======== Data provided ========

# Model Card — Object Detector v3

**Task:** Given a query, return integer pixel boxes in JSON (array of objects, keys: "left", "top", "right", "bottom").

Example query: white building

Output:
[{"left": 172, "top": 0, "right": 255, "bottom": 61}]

========

§ Task prompt:
Gather every line above that contains the string "query" and list them.

§ The reply:
**Task:** Given a query, return integer pixel boxes in JSON (array of objects, keys: "left", "top", "right", "bottom").
Example query: white building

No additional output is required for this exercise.